= Task item =
Find the lines holding the string "flyover" in the data, then copy all of them.

= Provided records =

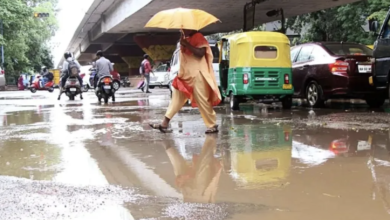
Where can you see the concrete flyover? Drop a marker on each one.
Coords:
(117, 26)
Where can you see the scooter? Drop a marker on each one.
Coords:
(87, 82)
(105, 89)
(49, 86)
(72, 88)
(125, 82)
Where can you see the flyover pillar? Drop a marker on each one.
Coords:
(159, 47)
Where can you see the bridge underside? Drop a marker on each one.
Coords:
(117, 27)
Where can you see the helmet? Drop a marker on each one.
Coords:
(99, 53)
(67, 55)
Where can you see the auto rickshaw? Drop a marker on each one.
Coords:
(256, 65)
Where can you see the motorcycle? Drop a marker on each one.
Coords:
(72, 88)
(87, 82)
(125, 82)
(105, 89)
(35, 85)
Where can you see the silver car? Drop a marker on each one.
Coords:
(2, 79)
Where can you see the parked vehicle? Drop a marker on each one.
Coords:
(256, 65)
(2, 79)
(175, 65)
(56, 73)
(125, 82)
(160, 77)
(72, 88)
(328, 70)
(49, 86)
(381, 55)
(105, 89)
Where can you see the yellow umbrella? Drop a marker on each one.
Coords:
(181, 18)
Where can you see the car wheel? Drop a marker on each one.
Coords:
(287, 102)
(314, 95)
(375, 102)
(116, 85)
(234, 102)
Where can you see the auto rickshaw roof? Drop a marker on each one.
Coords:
(257, 37)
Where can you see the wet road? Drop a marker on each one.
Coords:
(81, 160)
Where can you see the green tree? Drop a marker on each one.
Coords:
(342, 23)
(25, 36)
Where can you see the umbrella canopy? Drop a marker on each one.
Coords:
(181, 18)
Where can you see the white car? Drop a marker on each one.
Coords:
(2, 79)
(175, 63)
(160, 78)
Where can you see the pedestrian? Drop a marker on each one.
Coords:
(146, 70)
(20, 82)
(103, 67)
(195, 81)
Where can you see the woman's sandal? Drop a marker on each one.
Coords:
(160, 127)
(212, 130)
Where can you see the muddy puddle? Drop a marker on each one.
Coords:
(88, 161)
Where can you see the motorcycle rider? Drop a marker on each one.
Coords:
(65, 73)
(46, 76)
(103, 67)
(65, 69)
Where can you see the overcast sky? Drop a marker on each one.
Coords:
(69, 17)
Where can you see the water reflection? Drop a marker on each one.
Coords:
(259, 155)
(198, 182)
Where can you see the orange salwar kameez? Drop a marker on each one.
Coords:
(196, 81)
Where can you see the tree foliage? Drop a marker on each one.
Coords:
(344, 23)
(25, 36)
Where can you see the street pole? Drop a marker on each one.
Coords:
(2, 46)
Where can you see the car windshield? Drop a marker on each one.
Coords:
(349, 49)
(162, 68)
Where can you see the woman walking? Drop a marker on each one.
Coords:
(195, 81)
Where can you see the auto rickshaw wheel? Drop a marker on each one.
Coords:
(222, 99)
(287, 102)
(234, 102)
(314, 94)
(375, 102)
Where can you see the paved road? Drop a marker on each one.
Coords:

= Task response =
Where can you see the concrete flyover? Drop a marker on each one.
Where can you see the flyover pillar? Drop a marker on each one.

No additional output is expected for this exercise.